[START OF SUPPLIED ENTRIES]
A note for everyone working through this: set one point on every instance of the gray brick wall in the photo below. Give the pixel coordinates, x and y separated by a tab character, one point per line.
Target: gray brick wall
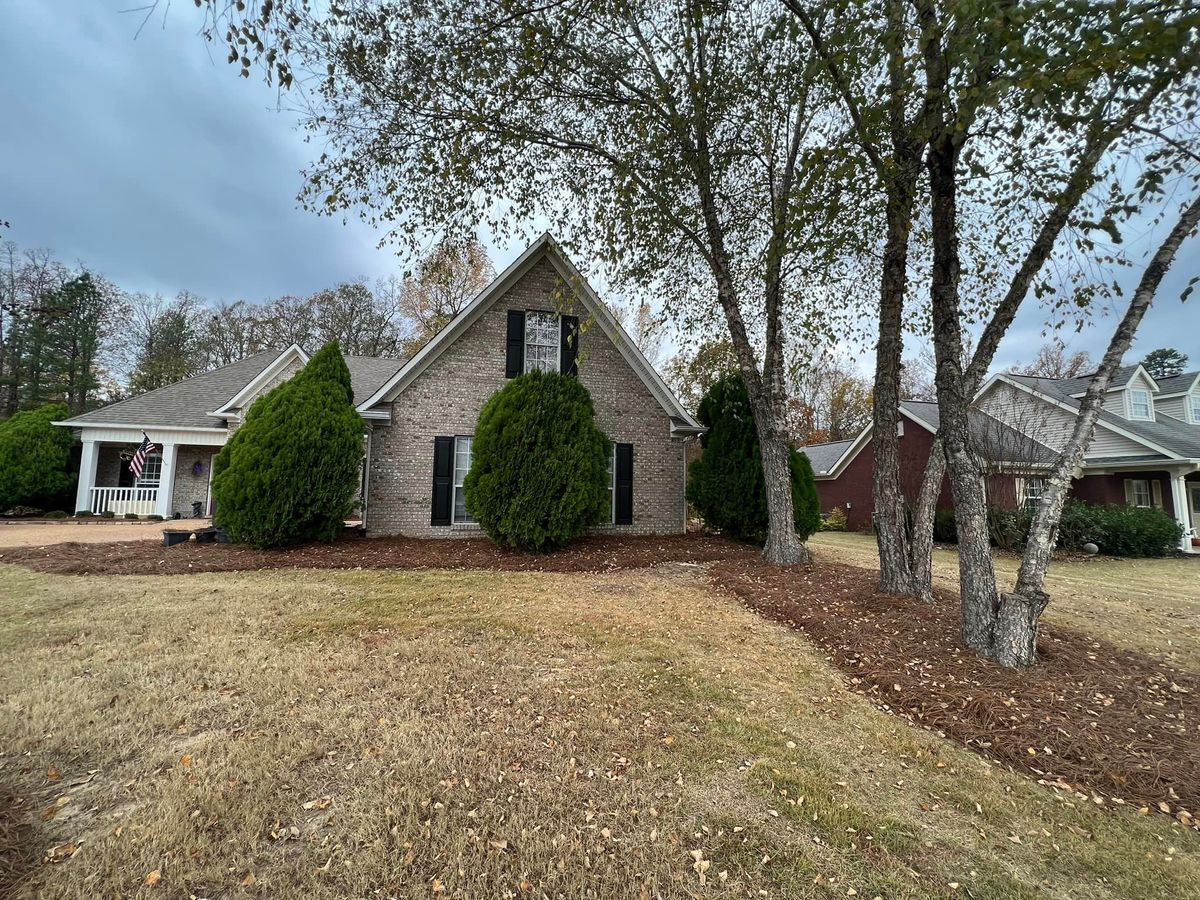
447	399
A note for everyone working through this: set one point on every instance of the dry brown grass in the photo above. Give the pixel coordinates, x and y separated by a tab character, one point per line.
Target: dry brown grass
1150	605
487	735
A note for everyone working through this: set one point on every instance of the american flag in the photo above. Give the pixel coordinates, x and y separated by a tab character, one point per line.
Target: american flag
139	456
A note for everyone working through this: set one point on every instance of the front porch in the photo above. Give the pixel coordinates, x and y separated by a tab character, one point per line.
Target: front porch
177	477
1173	489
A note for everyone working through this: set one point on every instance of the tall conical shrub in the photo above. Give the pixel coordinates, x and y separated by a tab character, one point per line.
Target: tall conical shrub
539	463
726	486
291	472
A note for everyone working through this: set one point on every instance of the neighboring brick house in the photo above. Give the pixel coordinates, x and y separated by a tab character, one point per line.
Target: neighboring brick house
1145	450
420	414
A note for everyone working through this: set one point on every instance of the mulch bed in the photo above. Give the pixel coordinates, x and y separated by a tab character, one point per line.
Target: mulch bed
1091	718
594	553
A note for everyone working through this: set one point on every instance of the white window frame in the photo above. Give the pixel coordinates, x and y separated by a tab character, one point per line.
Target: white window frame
1134	413
1134	493
539	319
457	475
1031	498
144	480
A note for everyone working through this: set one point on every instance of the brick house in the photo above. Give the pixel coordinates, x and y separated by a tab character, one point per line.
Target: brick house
419	414
1145	450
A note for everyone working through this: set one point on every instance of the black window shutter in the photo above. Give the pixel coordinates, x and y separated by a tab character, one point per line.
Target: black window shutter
443	479
514	354
624	514
570	345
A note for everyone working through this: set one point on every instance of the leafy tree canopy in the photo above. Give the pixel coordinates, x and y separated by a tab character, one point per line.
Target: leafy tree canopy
1165	363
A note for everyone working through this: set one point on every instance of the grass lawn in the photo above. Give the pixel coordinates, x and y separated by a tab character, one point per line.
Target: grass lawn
1151	605
498	735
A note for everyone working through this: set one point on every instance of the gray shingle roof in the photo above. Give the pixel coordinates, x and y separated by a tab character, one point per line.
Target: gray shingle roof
823	456
995	439
184	405
1176	384
1165	431
370	373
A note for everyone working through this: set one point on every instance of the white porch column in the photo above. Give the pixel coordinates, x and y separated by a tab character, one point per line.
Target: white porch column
1182	511
88	462
167	480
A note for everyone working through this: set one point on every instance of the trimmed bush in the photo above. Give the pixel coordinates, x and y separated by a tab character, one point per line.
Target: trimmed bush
35	459
291	472
539	472
835	521
726	484
1119	529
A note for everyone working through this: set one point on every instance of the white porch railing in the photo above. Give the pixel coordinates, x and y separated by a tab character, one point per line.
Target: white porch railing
121	501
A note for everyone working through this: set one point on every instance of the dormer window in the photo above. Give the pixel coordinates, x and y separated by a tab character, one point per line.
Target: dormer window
1140	406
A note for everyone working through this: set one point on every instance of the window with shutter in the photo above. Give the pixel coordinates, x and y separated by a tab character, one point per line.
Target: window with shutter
623	501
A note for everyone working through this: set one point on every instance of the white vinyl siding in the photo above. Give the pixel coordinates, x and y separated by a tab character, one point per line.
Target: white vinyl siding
543	341
462	448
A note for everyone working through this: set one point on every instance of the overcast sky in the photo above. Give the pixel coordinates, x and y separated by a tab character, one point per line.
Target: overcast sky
155	165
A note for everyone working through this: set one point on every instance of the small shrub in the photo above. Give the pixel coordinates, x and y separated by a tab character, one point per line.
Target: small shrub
35	459
835	521
1119	529
539	463
291	472
946	529
726	484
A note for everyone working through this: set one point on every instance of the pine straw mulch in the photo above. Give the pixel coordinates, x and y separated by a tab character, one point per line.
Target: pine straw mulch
1090	718
592	553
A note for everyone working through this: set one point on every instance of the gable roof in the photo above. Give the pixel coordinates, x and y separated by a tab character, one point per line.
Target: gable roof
1165	435
545	247
1177	384
825	456
183	405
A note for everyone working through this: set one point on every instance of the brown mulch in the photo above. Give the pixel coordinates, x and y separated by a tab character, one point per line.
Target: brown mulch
1090	718
594	553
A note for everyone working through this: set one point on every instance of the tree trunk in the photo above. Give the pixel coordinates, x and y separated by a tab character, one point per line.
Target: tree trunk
889	517
1020	610
923	523
977	576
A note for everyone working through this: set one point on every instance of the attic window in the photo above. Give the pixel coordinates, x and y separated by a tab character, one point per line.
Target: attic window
541	341
1140	406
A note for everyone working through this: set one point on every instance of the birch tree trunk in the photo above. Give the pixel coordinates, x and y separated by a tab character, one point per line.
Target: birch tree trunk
1017	618
1101	137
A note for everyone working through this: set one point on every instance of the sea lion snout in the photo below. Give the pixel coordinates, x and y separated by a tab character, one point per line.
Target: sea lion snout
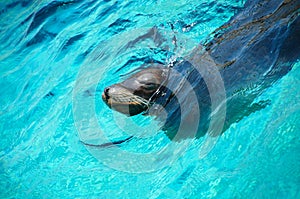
105	94
132	96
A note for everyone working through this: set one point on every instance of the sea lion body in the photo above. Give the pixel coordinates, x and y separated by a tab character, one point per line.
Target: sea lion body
255	48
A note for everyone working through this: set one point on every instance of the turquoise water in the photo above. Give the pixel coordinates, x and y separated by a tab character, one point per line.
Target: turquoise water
54	58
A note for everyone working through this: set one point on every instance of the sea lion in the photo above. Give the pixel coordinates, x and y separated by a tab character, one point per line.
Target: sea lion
250	52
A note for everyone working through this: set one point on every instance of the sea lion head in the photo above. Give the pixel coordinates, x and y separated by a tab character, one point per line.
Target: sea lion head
134	95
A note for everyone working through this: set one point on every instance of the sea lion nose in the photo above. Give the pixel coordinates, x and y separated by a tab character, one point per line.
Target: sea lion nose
105	94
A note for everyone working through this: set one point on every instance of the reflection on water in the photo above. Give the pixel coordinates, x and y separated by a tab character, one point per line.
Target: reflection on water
45	45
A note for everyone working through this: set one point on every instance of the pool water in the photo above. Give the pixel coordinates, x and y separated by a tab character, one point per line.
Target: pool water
55	59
[END OF SUPPLIED ENTRIES]
DESCRIPTION OF THE TASK: Leave out the pictures and restate everything else word for word.

COMPLETE RESPONSE:
A note for everyone working through this: set one point on every instance of the gray brick wall in the photo below. Give the pixel coordinates, x and y separated by a tab character, one point per line.
Target: gray brick wall
447	399
A note for everyone working through this: set one point on every instance of the dry brown grass in the photo above. Give the pixel coordinates, x and y separated by a tab character, one point per line.
Target: dry brown grass
1150	605
487	735
A note for everyone working through this: set one point on every instance of the american flag in the photo above. Give the pixel coordinates, x and y separated by a tab character, one point per line.
Target: american flag
139	456
A note for everyone working through this: set one point on every instance of the front porch in the photo above. Give the pixel coordinates, x and y separated by a tab character, one point per line.
Target: front porch
177	477
1173	489
A note for everyone working through this: set one point on every instance of the tall conical shrub in the photo above. Give the pixel coordinates, x and y separated by a tab character, one point per line.
Target: tall conical shrub
539	463
726	486
291	472
A note for everyone working through this: set one point on every instance of the neighboring brick house in the photo above. Give the pixel coordinates, x and y separated by a tab character, one point per line.
Target: neighboring brick house
1145	450
420	414
A note for everyone working through this: set one point on every instance of the mulch bed in the photo above. Give the pixel coordinates, x and y separated by a tab character, one point per line.
Target: mulch bed
1091	718
594	553
A note for everyone working through this: set one point on every instance of the white window frame in the photo above. Give the pixel coordinates, x and y separated by a tab character, one point per line.
Target: white window frame
1134	413
1134	493
539	319
457	475
1031	498
144	480
A note for everyone working through this: set one point on every instance of the brick house in the photo above. Give the pixel coordinates, x and y separated by a tab character, one point per line.
Target: brick house
419	414
1145	450
A note for everyone working through this: set one point on every instance of the black window shutter in the photo above. Give the pixel coordinates, x and y separated by a tab character, one point per line.
Target: black window shutter
443	479
514	354
624	514
570	345
A note for everyone working through this: set one point on every instance of the leafy tree canopy in the photo above. Give the pixel coordinates, x and y separated by a tab character, one point per line.
Target: leafy tree canopy
1165	363
A note for everyone working through this: set one point on every instance of the grass lawn in the photo above. Give the pixel coordinates, x and y separated by a tab character, one point per line.
Target: grass lawn
1151	605
498	735
A note for everyone working through this: set one point on every instance of the gray shingle roof in the photo above. Give the pixel coordinates, x and y separated by a tab character, one point per line.
Target: gray shingle roof
823	456
995	439
184	405
1176	384
1165	431
370	373
A note for everyone working through this: set one point on every instance of the white porch column in the photo above. Give the pixel coordinates, x and y separated by a tab character, one point per line.
Target: white porch column
1182	511
88	462
167	480
A note for everyone working through this: set one point on every instance of the trimmed bush in the photo above. Give the pixel coordinates, x and y separated by a tab character, one point per line.
Target: trimmed bush
35	459
291	472
539	472
835	521
726	484
1119	529
A note for everyone working through this: set one point on every instance of the white porch railing in the photo above. Give the pixel coordinates, x and y separated by a tab character, one point per line.
Target: white porch railing
121	501
A note for everyone working through this: set one point on every instance of the dormer window in the photo above. Give the pixel coordinates, x and y separated by a tab character, one point per line.
Target: dormer window
1140	406
A note for everyone working through this: set one point on every instance of the window with shutter in the photo above. Give the pixel coordinates, x and y separated by a tab character, one point per line.
Target: window with shutter
623	501
A note for everyone working through this: set one point on every instance of the white vinyl siding in the photo above. Give the pixel coordinates, x and y separated by a tab character, one point per line.
Target: white vinyl siding
543	341
462	448
A note for everyone working through this: set one point on every instance of the overcast sky in the photo above. Give the pixel coordinates, x and y separated by a tab character, one point per line.
Target: overcast sky
155	165
A note for everyone working through this: set one point on every instance of the small shrub in the photo above. Give the pixel coordinates, x and y separated by a tab character, one point per line.
Target: small shrub
35	459
835	521
1119	529
539	463
291	472
946	529
726	484
A note for everyone working through this: set one point on every instance of the pine straw mulch in the photo above. Give the pixel coordinates, x and y separated by a tab character, one point per line.
Target: pine straw mulch
1090	718
592	553
A note for everyone working through this: set one point on every instance of the gable roof in the photo above. Give the pixel coordinates, x and y separated by a tab character, one point per line.
Target: gable roof
1165	435
545	247
1177	384
825	456
183	405
A note for everyone working through this: set one point on every instance of the brown mulch in the photo above. Give the pixel coordinates, x and y separated by a tab character, one point per line.
Target: brown mulch
1090	718
594	553
A note for everyone working through this: set one point on every instance of the tree trunk in the photo above. Give the pixel coordinates, x and y separated by a tab character, one point per line.
Target: tree trunk
889	517
1020	610
923	523
977	576
A note for everyone working through this: set one point on every instance of the attic window in the photo above. Give the pixel coordinates, x and y separated by a tab character, one point per line.
Target: attic window
541	341
1140	406
A note for everyone working through this: set one point on every instance of the birch tree trunk in the photo above. Give the pixel coordinates, x and y separated by a tab character, one point per line.
Target: birch tree trunk
1017	618
1101	137
A note for everyone working through this: set one point on every instance of the sea lion snout in the photo below. Give the pixel coordinates, x and y separated by a tab character, one point per line.
Target: sea lion snout
105	94
132	96
A note for everyone working through this: set one point on every instance of the sea lion body in the photo above. Give the pixel coordinates, x and y separated by a tab character, one point per line.
Target: sea lion body
255	48
A note for everyone working through this: set one point on every instance of the turquoise water in the photo above. Give the pixel coordinates, x and y separated by a tab character, one point per line.
Target: turquoise water
54	58
A note for everyone working through this: set one point on every instance of the sea lion in the photo above. Give the pixel coordinates, x and y separated by a tab character, one point per line.
Target: sea lion
250	52
A note for everyone working through this: set one point on every instance of the sea lion head in the photo above. Give the pixel coordinates, x and y separated by a tab character, one point per line.
Target: sea lion head
134	95
A note for everyone working through this: set one point on every instance of the sea lion nose in the photo above. Give the pixel coordinates, x and y separated by a tab character, one point per line.
Target: sea lion nose
105	94
A note for everyone working through this: set one point on every instance of the reflection on water in the photo above. Give the pixel coordinates, x and y separated by a tab character, one point per line.
Target: reflection on water
45	45
A note for everyone working through this: set one point on every instance of the pool water in the photo above. Give the pixel coordinates, x and y separated by a tab character, one point per line.
Target: pool water
55	59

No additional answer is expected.